When the word "flower" shows up in a line of the data below, copy that whole line.

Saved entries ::
• • • • • • •

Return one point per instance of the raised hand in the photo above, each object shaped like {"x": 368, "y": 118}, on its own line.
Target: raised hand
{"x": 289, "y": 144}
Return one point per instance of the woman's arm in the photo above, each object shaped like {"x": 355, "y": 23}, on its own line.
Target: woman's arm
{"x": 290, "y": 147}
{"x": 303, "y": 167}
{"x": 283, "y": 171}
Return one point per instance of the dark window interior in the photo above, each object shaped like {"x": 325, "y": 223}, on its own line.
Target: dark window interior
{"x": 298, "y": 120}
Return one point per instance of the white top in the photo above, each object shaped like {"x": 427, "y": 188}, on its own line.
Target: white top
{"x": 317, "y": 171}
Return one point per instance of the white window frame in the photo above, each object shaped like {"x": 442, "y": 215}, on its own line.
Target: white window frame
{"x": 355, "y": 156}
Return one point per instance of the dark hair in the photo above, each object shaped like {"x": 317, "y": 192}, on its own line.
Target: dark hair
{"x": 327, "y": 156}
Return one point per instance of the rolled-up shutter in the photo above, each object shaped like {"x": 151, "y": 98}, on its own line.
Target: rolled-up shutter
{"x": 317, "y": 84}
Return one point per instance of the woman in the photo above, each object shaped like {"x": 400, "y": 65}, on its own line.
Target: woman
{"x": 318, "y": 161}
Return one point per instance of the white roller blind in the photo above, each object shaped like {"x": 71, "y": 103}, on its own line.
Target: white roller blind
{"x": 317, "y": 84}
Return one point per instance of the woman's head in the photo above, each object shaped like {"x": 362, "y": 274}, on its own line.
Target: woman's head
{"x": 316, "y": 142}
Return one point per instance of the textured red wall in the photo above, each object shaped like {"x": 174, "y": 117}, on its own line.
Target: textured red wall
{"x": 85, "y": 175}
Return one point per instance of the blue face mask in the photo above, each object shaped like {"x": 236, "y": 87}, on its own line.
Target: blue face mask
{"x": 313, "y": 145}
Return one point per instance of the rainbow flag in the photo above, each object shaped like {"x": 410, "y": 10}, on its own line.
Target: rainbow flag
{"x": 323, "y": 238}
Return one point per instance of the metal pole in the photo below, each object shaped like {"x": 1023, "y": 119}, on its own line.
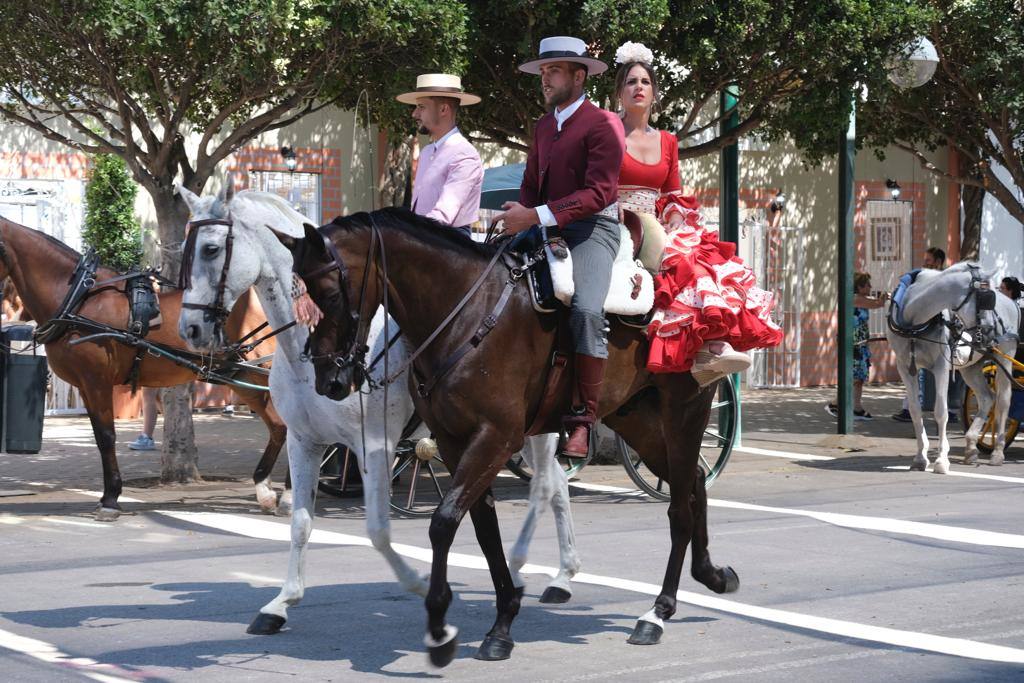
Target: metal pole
{"x": 728, "y": 206}
{"x": 847, "y": 151}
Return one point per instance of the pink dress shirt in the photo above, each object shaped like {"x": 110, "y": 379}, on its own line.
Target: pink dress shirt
{"x": 449, "y": 179}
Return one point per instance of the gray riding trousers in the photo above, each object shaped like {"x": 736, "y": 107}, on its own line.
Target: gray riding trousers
{"x": 593, "y": 243}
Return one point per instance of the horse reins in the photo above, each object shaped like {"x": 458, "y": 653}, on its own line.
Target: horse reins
{"x": 215, "y": 311}
{"x": 354, "y": 354}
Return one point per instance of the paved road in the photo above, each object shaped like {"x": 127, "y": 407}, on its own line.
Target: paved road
{"x": 850, "y": 570}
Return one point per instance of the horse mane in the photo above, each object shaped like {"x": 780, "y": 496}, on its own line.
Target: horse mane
{"x": 256, "y": 209}
{"x": 419, "y": 227}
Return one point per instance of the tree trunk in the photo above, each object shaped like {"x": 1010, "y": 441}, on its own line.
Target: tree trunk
{"x": 178, "y": 458}
{"x": 973, "y": 199}
{"x": 396, "y": 176}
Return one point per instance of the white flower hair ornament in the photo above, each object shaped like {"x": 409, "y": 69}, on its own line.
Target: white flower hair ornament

• • • • • • •

TASK SOLUTION ::
Return one point per instance of the white flower hair ornament in the photo above, each object shaped like {"x": 409, "y": 69}, on its own line.
Target: white flower hair ornament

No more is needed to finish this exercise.